### What is being asked
Could you extract the full text about the student protests against extending Jokowi's presidential term, reproducing every word and paragraph break unchanged and leaving out the records?

At least three political parties and three Cabinet ministers publicly proposed amending the Constitution to allow Jokowi to serve beyond his allotted term. But the Golkar Party, the National Awakening Party (PKB) and the National Mandate Party (PAN) withdrew their support for this indecent proposal following Monday's student demonstration. The three ministers, which included Jokowi's right-hand man, Maritime and Investment Coordinating Minister Luhut Pandjaitan, are now hiding behind the President.

The eased pandemic restrictions due to the decline in COVID-19 transmissions made it difficult for the police to prevent students from holding rallies across the nation. Had these demonstrations not taken place, Indonesia's democracy could have been lost. The rallies at the House of Representatives and in many regions this month have settled the controversy over the presidential term beyond all doubt.

Why did the students succeed? Because they defended the interests of millions of ordinary Indonesians against the handful who tried to betray the spirit of reform.

### Record set
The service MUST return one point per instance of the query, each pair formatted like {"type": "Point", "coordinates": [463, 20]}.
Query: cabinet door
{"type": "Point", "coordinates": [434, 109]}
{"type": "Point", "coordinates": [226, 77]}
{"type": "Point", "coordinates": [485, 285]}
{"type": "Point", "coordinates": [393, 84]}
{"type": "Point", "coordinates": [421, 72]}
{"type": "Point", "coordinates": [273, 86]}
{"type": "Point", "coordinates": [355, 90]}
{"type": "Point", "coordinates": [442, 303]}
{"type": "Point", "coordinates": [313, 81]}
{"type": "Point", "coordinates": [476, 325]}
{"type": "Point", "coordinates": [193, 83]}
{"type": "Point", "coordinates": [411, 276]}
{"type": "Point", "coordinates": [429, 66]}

### Task result
At least three political parties and three Cabinet ministers publicly proposed amending the Constitution to allow Jokowi to serve beyond his allotted term. But the Golkar Party, the National Awakening Party (PKB) and the National Mandate Party (PAN) withdrew their support for this indecent proposal following Monday's student demonstration. The three ministers, which included Jokowi's right-hand man, Maritime and Investment Coordinating Minister Luhut Pandjaitan, are now hiding behind the President.

The eased pandemic restrictions due to the decline in COVID-19 transmissions made it difficult for the police to prevent students from holding rallies across the nation. Had these demonstrations not taken place, Indonesia's democracy could have been lost. The rallies at the House of Representatives and in many regions this month have settled the controversy over the presidential term beyond all doubt.

Why did the students succeed? Because they defended the interests of millions of ordinary Indonesians against the handful who tried to betray the spirit of reform.